* _Dataset rows_:
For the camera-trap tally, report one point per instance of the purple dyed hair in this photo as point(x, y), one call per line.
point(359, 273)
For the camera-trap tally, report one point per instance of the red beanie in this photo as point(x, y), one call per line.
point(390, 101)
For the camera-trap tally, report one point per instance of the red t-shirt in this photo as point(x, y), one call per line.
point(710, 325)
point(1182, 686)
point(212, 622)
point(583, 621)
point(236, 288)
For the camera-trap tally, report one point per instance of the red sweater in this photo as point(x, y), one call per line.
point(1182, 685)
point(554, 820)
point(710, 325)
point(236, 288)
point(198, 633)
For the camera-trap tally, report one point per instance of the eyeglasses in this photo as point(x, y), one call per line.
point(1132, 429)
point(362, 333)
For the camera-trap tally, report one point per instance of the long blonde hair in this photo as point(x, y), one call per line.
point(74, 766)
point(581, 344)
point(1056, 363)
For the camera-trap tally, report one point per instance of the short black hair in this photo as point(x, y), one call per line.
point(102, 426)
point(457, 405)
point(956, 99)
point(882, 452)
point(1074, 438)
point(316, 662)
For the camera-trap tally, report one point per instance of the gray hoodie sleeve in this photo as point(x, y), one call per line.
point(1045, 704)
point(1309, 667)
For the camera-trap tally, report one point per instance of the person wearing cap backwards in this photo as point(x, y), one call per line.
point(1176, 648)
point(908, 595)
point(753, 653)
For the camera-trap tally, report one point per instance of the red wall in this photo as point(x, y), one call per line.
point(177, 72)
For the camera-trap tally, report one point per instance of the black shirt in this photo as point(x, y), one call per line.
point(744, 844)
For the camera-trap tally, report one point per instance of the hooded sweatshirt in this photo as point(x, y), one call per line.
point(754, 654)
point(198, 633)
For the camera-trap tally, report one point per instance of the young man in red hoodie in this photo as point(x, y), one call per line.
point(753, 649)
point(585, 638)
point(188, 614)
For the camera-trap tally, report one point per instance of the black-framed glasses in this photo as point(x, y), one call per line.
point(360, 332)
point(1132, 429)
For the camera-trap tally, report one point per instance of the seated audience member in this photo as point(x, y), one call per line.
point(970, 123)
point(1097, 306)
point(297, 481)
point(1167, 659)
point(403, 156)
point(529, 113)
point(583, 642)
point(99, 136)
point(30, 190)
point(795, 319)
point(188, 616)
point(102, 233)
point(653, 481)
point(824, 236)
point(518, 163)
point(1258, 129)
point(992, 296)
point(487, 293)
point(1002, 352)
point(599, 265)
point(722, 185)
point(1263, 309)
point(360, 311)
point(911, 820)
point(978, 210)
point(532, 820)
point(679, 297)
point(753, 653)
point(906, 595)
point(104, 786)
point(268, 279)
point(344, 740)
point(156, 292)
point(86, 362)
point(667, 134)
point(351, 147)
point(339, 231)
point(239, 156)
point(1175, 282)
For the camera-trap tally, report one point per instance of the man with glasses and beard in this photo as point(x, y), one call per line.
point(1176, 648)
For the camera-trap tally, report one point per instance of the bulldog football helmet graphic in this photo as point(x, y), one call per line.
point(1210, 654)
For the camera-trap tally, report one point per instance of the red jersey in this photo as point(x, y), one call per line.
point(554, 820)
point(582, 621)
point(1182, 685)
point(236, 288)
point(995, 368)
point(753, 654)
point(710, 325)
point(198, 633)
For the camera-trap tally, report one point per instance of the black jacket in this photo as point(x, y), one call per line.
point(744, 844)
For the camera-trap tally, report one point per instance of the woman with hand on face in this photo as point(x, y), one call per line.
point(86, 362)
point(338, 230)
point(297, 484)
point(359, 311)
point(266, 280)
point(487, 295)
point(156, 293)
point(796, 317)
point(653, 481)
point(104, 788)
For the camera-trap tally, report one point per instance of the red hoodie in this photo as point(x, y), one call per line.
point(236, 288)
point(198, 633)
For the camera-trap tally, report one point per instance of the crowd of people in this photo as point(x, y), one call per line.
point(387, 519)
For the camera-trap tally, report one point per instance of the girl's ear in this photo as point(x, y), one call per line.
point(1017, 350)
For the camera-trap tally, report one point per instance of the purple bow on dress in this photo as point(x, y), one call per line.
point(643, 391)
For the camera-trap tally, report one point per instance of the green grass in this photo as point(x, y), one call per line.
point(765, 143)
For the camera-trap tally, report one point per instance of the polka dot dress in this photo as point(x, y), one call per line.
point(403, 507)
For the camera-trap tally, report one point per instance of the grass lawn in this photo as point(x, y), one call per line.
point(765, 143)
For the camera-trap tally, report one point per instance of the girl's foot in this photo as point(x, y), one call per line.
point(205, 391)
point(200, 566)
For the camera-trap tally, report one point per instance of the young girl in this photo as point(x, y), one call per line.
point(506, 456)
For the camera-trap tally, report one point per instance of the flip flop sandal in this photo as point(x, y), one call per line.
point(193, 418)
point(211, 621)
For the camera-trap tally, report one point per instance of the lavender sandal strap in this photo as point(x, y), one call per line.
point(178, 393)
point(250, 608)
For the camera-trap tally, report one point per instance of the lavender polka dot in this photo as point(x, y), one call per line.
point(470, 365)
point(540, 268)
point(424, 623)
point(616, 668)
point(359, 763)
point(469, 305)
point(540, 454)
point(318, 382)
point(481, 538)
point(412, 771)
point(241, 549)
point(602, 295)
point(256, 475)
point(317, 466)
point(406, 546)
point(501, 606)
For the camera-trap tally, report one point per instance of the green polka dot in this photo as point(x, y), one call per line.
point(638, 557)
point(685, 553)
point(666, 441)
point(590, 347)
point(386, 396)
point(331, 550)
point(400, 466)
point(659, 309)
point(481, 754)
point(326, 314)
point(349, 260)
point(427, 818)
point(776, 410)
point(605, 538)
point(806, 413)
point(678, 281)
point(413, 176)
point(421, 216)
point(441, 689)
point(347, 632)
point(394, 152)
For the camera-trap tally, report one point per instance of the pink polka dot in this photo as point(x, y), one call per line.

* _Required work_: Rewrite all of the lines above, replacing each occurrence of "camera-trap tally" with "wildlife survey" and leaving everything else unchanged.

* _Output for this exercise_:
For the wildlife survey, report one point per instance of the purple dyed hair in this photo as point(x, y), one call per line.
point(359, 273)
For the wildlife survey, report one point per instance of the red beanie in this photo as point(x, y), one call per line.
point(390, 101)
For the wildlife survey, report one point per instance of the red t-shirt in this photo as point(x, y), one call per line.
point(710, 325)
point(1182, 686)
point(212, 622)
point(583, 621)
point(236, 288)
For the wildlife survey, report one point per instance of the red sweater in this photo as point(x, y), one call per line.
point(1182, 685)
point(554, 820)
point(710, 325)
point(236, 288)
point(198, 633)
For the wildlife survey, report one point per instance of the eyeglasses in this photo as point(x, y), one call per line.
point(1132, 429)
point(362, 333)
For the wildlife survey, report one point per instance of the long blonde hair in this photo as point(x, y), one call per line.
point(74, 766)
point(581, 344)
point(1056, 363)
For the wildlife survey, report one point per instance of the short black hair in this photo as point(x, y), one call per line.
point(102, 426)
point(457, 405)
point(956, 99)
point(882, 452)
point(1074, 438)
point(316, 662)
For the wildlife survey, report one point per instance of the gray hoodie sleeve in this photo as point(x, y), one call per line.
point(1045, 704)
point(1309, 667)
For the wildlife survey, report one point per instance of the person wearing cap backwards in this photo as point(x, y), one call per line.
point(1176, 648)
point(908, 595)
point(753, 653)
For the wildlife survey, report one point per instance of the red wall in this photo as point(x, y), one call per line.
point(177, 72)
For the wildlife survey, report one point per instance of the black shirt in this photo as point(x, y), one call per line.
point(744, 844)
For the wildlife survey, report one point per instance of the hooded sweatshirt in this photo as point(x, y), one call per line.
point(754, 654)
point(198, 633)
For the wildlife survey, report one point per instance of the young man in red hoodie in this photo as point(x, y), one call per line.
point(753, 649)
point(585, 638)
point(188, 614)
For the wildlife survey, report one point per instance of the black-framed glasses in this photo as point(x, y), one call per line.
point(360, 332)
point(1132, 429)
For the wildlife survey, report one point per instance of the seated audience member in this photo as point(x, y), one call per line.
point(970, 123)
point(1097, 306)
point(297, 481)
point(1167, 659)
point(403, 156)
point(529, 113)
point(583, 642)
point(99, 136)
point(30, 190)
point(795, 319)
point(188, 616)
point(102, 233)
point(653, 481)
point(824, 236)
point(518, 163)
point(1258, 129)
point(992, 296)
point(487, 293)
point(1002, 352)
point(599, 265)
point(722, 185)
point(1263, 309)
point(360, 311)
point(911, 820)
point(978, 210)
point(532, 820)
point(679, 297)
point(753, 653)
point(906, 595)
point(104, 786)
point(268, 279)
point(344, 740)
point(156, 292)
point(86, 362)
point(667, 134)
point(351, 147)
point(339, 231)
point(239, 156)
point(1175, 282)
For the wildlife survey, report one point per instance of the man with glasses and beard in this photo as point(x, y), one call per line.
point(1176, 648)
For the wildlife survey, report one point per instance of the bulldog football helmet graphic in this photo as point(x, y), one call per line.
point(1210, 654)
For the wildlife survey, report one point per instance of the red jersey in this photo as point(x, y), one call per line.
point(554, 820)
point(582, 621)
point(1182, 685)
point(236, 288)
point(995, 368)
point(753, 654)
point(710, 325)
point(198, 633)
For the wildlife survey, report one point per instance of the black jacket in this photo as point(x, y), one call per line.
point(744, 844)
For the wildlife survey, report one point per instance of the woman with hand on face in this photo as point(x, y), one call per line.
point(86, 362)
point(338, 230)
point(297, 484)
point(359, 311)
point(266, 280)
point(487, 295)
point(156, 293)
point(796, 317)
point(653, 481)
point(104, 788)
For the wildlife survey, report one point per instance of the red hoodie in this photo as point(x, y), one call per line.
point(236, 288)
point(198, 633)
For the wildlife survey, report one point per instance of the crowd of people in this photo as point(x, y), one call per line.
point(387, 519)
For the wildlife survey, report one point per instance of the girl's ear in this photo as point(x, y), one call per line.
point(1017, 350)
For the wildlife survey, report one point per instance of the purple bow on dress in this photo as point(x, y), one call per line.
point(643, 391)
For the wildlife survey, report one point per instance of the green grass in this photo as point(x, y), one call per line.
point(765, 143)
For the wildlife survey, report one point per instance of the polka dot dress in this photo as point(x, y), one call per line.
point(403, 507)
For the wildlife survey, report one point per instance of the grass lawn in this photo as point(x, y), one call per line.
point(765, 143)
For the wildlife survey, report one point per instance of the girl's foot in this photo as point(x, y), one call per line.
point(205, 391)
point(200, 566)
For the wildlife survey, report one point per instance of the young girl in this photo as point(x, y), one call per line.
point(506, 456)
For the wildlife survey, report one point per instance of the flip flop sandal in this photo as point(x, y), one call per line.
point(193, 418)
point(211, 621)
For the wildlife survey, report one point per instance of the lavender sandal strap in this photo as point(x, y), one call per line.
point(178, 393)
point(250, 608)
For the wildlife survey, report one point per instance of the lavender polka dot in this photo as point(x, y), one call per line.
point(470, 365)
point(540, 268)
point(424, 623)
point(616, 668)
point(359, 763)
point(469, 305)
point(540, 454)
point(318, 382)
point(481, 538)
point(412, 771)
point(241, 549)
point(602, 295)
point(256, 475)
point(317, 466)
point(406, 546)
point(501, 606)
For the wildlife survey, report one point per instance of the green polka dot in this photo as point(x, y), one call per line.
point(638, 557)
point(685, 553)
point(666, 441)
point(590, 347)
point(386, 396)
point(331, 550)
point(400, 466)
point(659, 309)
point(481, 754)
point(326, 314)
point(349, 260)
point(427, 818)
point(776, 410)
point(605, 538)
point(806, 413)
point(678, 281)
point(413, 176)
point(421, 216)
point(441, 689)
point(347, 632)
point(394, 152)
For the wildlife survey, report one point per instance of the pink polka dot in this photo as point(x, y), one call per line.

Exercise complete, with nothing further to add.